Texto seleccionado:
((
La mala muerte
Sin duda, la de morirse ha de ser una experiencia que marca: uno de esos ritos de paso que, igual que el servicio militar o la primera noche en cama ajena, imprimen carácter. Nadie sale indemne de su muerte; que se lo digan, ay, al pobre David Carradine, o a la legión de personajes ilustres cuyas biografías, correctamente encuadernadas en vitela, resultan afeadas por un final chapucero, que desafina de mala manera en medio de una vida por lo demás muy melodiosamente orquestada. En castellano existe una expresión muy gráfica que designa el colmo de la desgracia, el fondo del pozo por debajo del cual no hay tuneladora que pueda escarbar: la mala muerte. Morirse mal, a tontas y a locas, hecho un mamarracho, con tachaduras y la camisa por fuera, es de lo peor que le puede suceder a cualquiera. Para ser correcta, la muerte debería guardar cierta simetría con la existencia que la ha precedido, una sintonía que es difícil de describir y que a falta de mejores expresiones podríamos comparar con un aire de familia o una sonoridad de la misma altura. Causa algo de compasión o vergüenza ajena enterarse de cómo pasaron al más allá algunos de nuestros más ínclitos próceres y preferimos dejar correr el asunto como esos tropiezos de juventud que la edad enmienda: sólo que este acto final no puede ser enmendado. Por ejemplo: mi sentido estético de la proporción nunca ha tolerado que el legendario T. E. Lawrence, conocido como Lawrence de Arabia, sobreviviera a una guerra mundial, a trenes desventrados en el desierto, al mediodía del Nefud y las ametralladoras turcas para acabar desnucándose con una moto en la cuneta de una vulgar carretera de pueblo. A este ejemplo de relumbrón debemos sumar los de todos aquellos a quienes la vida se les escapó por un inoportuno trozo de carne mal masticado, el peldaño de una escalera que no se encontraba allí cuando el pie lo reclamaba o un infarto sobre la almohada errónea. La mala vida es triste; la mala muerte es atroz.
))
Datos proporcionados:
((
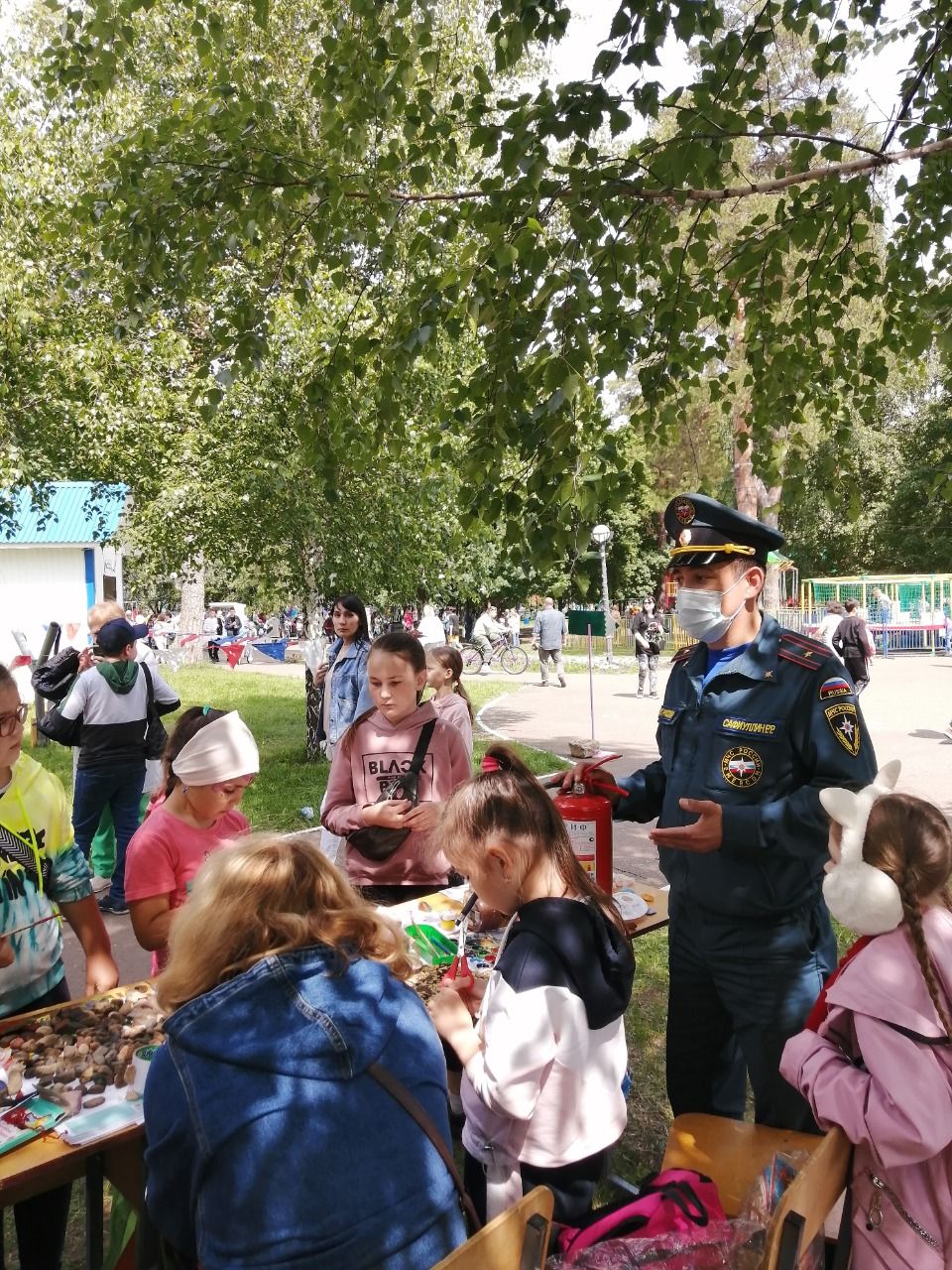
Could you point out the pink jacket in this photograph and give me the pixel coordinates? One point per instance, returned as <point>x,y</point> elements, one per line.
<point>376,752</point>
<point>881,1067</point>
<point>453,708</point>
))
Trabajo por hacer:
(1) En el texto sobre la mala muerte, ¿cómo murió T. E. Lawrence?
(2) ¿A qué sobrevivió Lawrence de Arabia según el texto sobre la mala muerte? Enumera todo lo que se menciona.
El listado no hace falta para resolver nada.

Respuestas por tarea:
(1) Se desnucó con una moto en la cuneta de una vulgar carretera de pueblo.

(2)
- Una guerra mundial
- Trenes desventrados en el desierto
- El mediodía del Nefud
- Las ametralladoras turcas